# TASK INPUTS
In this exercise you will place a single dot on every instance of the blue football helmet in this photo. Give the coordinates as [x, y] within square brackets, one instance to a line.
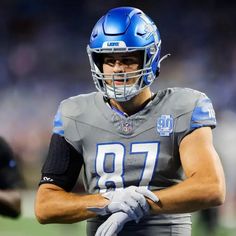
[124, 30]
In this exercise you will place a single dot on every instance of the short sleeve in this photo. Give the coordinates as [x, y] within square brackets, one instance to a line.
[202, 115]
[64, 124]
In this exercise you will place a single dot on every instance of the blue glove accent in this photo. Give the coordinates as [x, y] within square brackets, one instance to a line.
[113, 225]
[130, 200]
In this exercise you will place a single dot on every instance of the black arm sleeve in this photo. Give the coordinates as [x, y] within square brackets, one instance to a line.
[63, 164]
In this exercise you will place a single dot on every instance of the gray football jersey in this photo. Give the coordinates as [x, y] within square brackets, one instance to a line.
[142, 149]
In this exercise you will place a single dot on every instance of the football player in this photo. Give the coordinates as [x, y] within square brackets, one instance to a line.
[147, 157]
[10, 182]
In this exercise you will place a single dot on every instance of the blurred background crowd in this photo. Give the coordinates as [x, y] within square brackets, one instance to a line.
[43, 60]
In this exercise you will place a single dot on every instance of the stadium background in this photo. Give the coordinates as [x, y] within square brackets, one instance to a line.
[43, 60]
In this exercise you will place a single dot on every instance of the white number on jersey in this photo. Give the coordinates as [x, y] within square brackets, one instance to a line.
[117, 151]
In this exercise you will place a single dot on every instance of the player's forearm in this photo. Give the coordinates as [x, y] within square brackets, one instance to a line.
[189, 196]
[57, 206]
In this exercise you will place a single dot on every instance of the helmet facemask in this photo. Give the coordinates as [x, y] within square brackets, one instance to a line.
[125, 91]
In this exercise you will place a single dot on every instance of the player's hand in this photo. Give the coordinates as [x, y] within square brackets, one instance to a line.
[113, 225]
[130, 200]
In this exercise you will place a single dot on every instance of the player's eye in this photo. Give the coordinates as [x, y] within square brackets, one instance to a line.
[129, 61]
[109, 61]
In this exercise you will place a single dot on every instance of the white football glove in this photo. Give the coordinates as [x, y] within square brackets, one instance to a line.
[113, 225]
[129, 200]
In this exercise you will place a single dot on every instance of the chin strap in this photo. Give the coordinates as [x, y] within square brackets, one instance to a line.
[164, 57]
[159, 64]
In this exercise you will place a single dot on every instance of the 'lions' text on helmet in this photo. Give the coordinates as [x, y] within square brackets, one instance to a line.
[124, 30]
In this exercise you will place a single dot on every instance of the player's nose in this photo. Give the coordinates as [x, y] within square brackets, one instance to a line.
[118, 67]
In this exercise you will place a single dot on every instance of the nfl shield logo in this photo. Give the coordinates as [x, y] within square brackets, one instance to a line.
[165, 125]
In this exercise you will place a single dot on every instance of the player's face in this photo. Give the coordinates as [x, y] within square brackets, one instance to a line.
[116, 64]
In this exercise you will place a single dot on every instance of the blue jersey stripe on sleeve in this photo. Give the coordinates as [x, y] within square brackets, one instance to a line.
[58, 124]
[203, 114]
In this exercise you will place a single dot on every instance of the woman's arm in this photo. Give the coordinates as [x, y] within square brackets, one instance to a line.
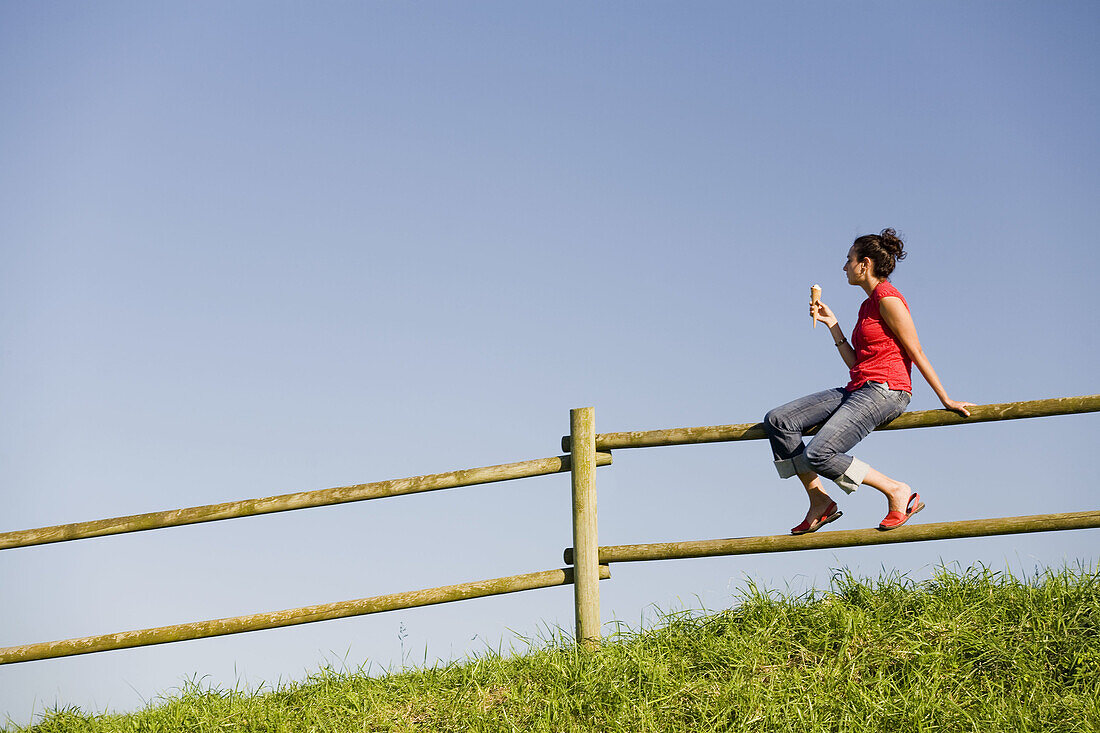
[822, 313]
[898, 318]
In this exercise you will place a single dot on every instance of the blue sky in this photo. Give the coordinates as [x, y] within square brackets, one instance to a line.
[260, 248]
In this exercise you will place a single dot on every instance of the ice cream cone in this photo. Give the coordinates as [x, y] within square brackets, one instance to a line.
[815, 295]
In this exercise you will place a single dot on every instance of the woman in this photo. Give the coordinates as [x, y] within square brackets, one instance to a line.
[880, 361]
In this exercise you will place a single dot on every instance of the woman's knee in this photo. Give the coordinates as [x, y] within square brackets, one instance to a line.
[773, 422]
[818, 456]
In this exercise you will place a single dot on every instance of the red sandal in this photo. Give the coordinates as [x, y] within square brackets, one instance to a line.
[894, 520]
[832, 514]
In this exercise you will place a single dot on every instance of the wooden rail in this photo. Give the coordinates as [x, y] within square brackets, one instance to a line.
[1007, 411]
[910, 533]
[290, 616]
[287, 502]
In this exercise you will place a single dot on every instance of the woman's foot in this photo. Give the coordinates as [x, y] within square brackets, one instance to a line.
[822, 511]
[897, 492]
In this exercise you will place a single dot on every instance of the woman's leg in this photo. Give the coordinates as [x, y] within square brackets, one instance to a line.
[897, 492]
[860, 413]
[785, 425]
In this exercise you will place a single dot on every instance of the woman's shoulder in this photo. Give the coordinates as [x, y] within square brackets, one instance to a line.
[886, 290]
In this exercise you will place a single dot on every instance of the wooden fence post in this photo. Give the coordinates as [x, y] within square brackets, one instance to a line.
[586, 557]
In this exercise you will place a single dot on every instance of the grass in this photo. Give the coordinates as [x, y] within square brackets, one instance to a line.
[964, 651]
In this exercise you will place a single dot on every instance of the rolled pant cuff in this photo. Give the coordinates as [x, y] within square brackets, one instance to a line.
[789, 467]
[853, 476]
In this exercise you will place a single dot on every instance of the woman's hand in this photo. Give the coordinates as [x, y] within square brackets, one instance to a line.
[957, 406]
[822, 313]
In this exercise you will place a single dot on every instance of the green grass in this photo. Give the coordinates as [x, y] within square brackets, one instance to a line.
[964, 651]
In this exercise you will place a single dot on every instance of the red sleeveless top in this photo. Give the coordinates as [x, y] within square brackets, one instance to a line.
[879, 354]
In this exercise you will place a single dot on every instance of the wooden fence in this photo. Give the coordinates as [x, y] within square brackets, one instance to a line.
[589, 561]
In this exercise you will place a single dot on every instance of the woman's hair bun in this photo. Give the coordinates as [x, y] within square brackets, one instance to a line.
[891, 243]
[883, 249]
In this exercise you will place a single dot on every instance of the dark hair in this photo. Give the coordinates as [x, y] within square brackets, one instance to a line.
[884, 249]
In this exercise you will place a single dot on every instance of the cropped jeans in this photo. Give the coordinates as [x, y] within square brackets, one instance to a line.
[845, 418]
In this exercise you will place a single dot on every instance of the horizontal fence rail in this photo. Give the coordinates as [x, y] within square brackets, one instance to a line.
[288, 502]
[292, 616]
[1007, 411]
[910, 533]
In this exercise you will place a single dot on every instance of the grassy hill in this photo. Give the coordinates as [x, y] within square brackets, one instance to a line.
[964, 651]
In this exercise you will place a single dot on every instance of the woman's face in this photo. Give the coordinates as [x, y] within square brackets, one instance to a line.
[857, 270]
[851, 266]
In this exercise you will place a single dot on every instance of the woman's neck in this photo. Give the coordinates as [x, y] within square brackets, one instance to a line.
[871, 283]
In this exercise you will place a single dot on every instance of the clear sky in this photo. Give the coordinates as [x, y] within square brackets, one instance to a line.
[256, 248]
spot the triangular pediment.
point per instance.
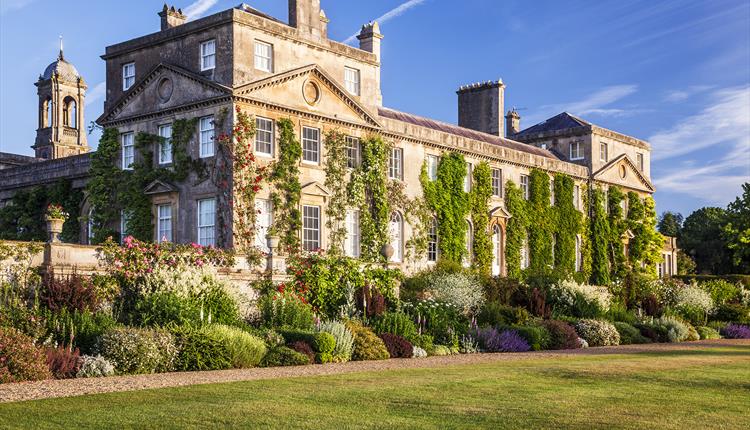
(315, 189)
(623, 171)
(159, 187)
(308, 89)
(165, 87)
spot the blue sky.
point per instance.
(676, 73)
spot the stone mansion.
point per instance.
(271, 69)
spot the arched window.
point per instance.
(469, 243)
(432, 241)
(396, 228)
(496, 241)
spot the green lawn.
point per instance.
(698, 389)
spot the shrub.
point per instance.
(245, 350)
(396, 323)
(63, 362)
(629, 334)
(732, 312)
(284, 356)
(561, 335)
(397, 346)
(344, 340)
(462, 290)
(736, 331)
(20, 360)
(707, 333)
(367, 346)
(537, 336)
(135, 351)
(579, 300)
(201, 349)
(598, 333)
(494, 314)
(286, 309)
(95, 367)
(73, 292)
(303, 348)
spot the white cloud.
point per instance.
(96, 93)
(725, 121)
(10, 5)
(198, 8)
(393, 13)
(595, 104)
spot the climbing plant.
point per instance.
(287, 188)
(600, 237)
(480, 197)
(450, 203)
(336, 169)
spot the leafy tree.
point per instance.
(702, 239)
(670, 224)
(737, 231)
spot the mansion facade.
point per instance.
(244, 59)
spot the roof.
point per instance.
(561, 121)
(463, 132)
(62, 69)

# WORK TASK
State how many lines of the records above hold the word "mansion", adding nothing beyond the number.

# WRITTEN ANSWER
2